__Do this__: Extract every line of the data below that contains the word "bounding", and reproduce each such line in full.

__Records shown__:
-------------------------

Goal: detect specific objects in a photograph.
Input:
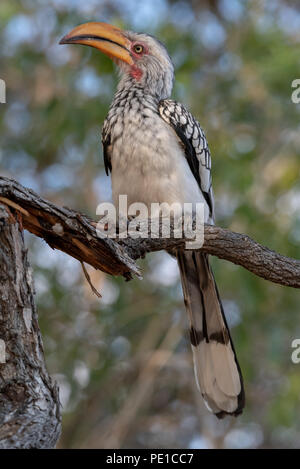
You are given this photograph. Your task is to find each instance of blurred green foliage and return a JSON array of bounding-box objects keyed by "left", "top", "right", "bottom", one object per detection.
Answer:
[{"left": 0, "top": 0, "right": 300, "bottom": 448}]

-------------------------

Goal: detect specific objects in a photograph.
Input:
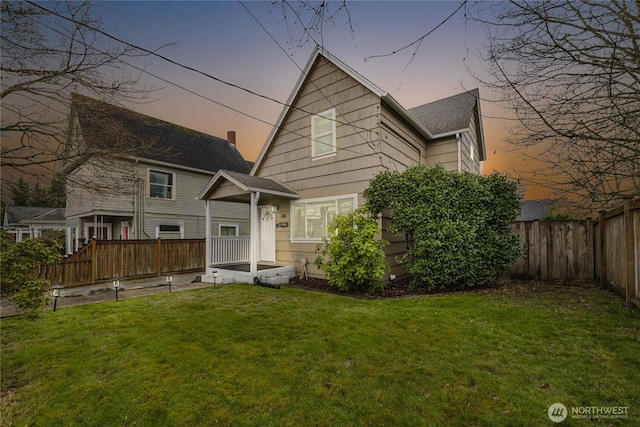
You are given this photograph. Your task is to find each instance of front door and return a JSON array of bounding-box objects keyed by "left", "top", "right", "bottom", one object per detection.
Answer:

-------------------------

__Solution below__:
You are given this photograph. Your task is to find each instance of blurred green foliage and return a JSON array of bounding-box objects keyed by "left", "top", "right", "bottom", one object per detection.
You are given this photograph. Your task is to find each instance of front door and return a JSON array of bounding-box objects keyed by "left", "top", "right", "bottom", one object per detection.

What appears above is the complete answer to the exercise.